Copy every line from the records below that carries the word "wood".
-- Opening Marker --
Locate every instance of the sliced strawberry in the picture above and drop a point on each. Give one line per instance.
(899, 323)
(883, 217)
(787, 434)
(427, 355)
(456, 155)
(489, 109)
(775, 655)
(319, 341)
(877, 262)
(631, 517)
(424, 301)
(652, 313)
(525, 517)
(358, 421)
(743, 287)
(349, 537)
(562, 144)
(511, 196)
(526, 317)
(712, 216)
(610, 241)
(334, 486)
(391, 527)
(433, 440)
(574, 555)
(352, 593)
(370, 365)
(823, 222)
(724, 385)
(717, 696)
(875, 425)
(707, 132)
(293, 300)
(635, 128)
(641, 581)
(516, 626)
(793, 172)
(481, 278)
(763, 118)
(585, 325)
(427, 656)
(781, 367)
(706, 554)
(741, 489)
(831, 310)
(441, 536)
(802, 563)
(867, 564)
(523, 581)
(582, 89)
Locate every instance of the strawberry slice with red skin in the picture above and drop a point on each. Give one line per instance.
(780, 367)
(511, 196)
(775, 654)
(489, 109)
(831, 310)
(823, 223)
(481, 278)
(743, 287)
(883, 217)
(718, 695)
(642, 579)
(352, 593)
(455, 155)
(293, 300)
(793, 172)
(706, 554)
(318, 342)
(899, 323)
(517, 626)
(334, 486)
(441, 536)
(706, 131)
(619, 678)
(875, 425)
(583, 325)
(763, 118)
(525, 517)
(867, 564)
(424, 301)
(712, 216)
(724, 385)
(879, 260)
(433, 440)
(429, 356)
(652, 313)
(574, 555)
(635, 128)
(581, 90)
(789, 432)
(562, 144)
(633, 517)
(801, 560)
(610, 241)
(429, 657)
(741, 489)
-- Closing Marker --
-- Opening Marker --
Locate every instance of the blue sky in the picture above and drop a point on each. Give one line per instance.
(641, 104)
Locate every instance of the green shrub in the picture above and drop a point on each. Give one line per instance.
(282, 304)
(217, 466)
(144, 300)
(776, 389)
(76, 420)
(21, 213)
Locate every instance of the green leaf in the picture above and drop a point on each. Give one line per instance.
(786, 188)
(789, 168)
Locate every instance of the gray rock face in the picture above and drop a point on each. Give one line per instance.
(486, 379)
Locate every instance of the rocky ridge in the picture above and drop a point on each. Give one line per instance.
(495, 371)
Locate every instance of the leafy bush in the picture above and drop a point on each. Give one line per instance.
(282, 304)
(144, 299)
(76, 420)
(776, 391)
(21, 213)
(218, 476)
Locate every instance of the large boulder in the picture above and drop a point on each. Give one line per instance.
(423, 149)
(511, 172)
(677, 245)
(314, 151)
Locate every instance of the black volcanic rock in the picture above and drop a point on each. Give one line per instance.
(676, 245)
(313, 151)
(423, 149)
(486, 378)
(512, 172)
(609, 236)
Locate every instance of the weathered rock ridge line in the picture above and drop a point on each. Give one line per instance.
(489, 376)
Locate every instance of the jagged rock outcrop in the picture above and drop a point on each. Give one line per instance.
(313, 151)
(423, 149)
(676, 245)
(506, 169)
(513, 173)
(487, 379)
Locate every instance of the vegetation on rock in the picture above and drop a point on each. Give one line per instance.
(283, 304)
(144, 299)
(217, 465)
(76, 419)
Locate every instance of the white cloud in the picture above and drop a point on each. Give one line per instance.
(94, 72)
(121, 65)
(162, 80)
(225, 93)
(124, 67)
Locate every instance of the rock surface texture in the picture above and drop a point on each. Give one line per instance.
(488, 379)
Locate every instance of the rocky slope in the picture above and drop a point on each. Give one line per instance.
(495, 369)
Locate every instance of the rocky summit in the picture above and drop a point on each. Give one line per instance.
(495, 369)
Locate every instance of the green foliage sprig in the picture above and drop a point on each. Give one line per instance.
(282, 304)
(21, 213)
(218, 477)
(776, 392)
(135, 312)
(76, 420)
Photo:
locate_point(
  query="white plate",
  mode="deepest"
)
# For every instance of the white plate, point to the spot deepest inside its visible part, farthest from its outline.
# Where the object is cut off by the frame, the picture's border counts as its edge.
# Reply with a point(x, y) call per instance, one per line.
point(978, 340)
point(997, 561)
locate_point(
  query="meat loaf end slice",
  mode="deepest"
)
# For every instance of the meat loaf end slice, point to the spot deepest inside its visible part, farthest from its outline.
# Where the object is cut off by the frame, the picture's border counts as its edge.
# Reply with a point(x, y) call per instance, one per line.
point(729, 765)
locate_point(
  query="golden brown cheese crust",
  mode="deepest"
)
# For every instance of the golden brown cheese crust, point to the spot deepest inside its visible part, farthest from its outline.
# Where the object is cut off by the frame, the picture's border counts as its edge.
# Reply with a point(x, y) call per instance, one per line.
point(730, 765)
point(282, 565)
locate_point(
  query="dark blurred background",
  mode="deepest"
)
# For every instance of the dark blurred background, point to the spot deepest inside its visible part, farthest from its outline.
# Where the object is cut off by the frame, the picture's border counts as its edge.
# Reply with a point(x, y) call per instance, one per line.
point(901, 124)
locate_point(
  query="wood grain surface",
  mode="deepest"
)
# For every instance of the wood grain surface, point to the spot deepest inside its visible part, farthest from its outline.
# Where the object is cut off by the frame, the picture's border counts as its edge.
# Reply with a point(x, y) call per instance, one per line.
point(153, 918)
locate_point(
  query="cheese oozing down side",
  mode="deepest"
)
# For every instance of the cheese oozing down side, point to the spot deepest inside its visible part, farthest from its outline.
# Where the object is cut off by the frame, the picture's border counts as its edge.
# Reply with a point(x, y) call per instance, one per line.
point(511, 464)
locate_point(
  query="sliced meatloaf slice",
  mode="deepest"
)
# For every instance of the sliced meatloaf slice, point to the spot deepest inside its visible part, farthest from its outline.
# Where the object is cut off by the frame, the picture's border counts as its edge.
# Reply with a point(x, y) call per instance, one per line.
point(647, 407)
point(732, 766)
-- Closing Marker --
▶ TASK SOLUTION:
  query="wood grain surface",
# For every instance of the wood grain surface, point to the spot deepest inside its visible part, farthest from its outline.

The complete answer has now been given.